■ Exercise directions
Convert the listing below into a two-column CSV headed instruction and output, with each instruction and its answer together on one row. Quote every field and replace line breaks inside a field with spaces.
****************************************
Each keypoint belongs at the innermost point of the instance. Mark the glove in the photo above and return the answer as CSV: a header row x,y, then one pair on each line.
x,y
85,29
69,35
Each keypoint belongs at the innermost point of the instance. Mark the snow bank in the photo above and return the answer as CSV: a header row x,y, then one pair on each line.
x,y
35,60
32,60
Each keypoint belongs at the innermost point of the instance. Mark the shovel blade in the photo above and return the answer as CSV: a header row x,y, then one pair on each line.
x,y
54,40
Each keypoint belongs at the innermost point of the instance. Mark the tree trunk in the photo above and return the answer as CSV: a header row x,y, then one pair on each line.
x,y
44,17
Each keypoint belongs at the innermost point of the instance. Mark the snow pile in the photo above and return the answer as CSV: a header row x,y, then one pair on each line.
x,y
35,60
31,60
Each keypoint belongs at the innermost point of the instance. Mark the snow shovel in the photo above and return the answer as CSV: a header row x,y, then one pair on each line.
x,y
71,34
****************************************
■ Output of the exercise
instruction,output
"Each keypoint belongs at the innermost point of the instance. Mark the glove in the photo above and return the answer as CSV: a header row x,y, then one pair on each line.","x,y 85,29 69,35"
"Each keypoint belongs at the innermost point of the instance. Mark the snow bank in the photo above and return the answer as CSV: a header row x,y, then one pair on each line.","x,y 35,60 32,60"
"Each keypoint belongs at the innermost point of the instance. Mark the shovel blade in the photo above and return the answer as CSV: a header row x,y, then one pair on each line.","x,y 54,40"
"Each keypoint belongs at the innermost point of the instance. Mark the tree trunk in the photo above and return the answer as CSV: a header row x,y, then one pair on each line.","x,y 44,17"
"Each keypoint belongs at the innermost point of the instance. Mark the snow pile in the photo above and return the answer as CSV: a header row x,y, then one pair on each line.","x,y 35,60 31,60"
"Each keypoint belongs at the innermost point of the instance. Mark the snow shovel in the photo above and return the answer as CSV: a header row x,y, then one pair on each line.","x,y 71,34"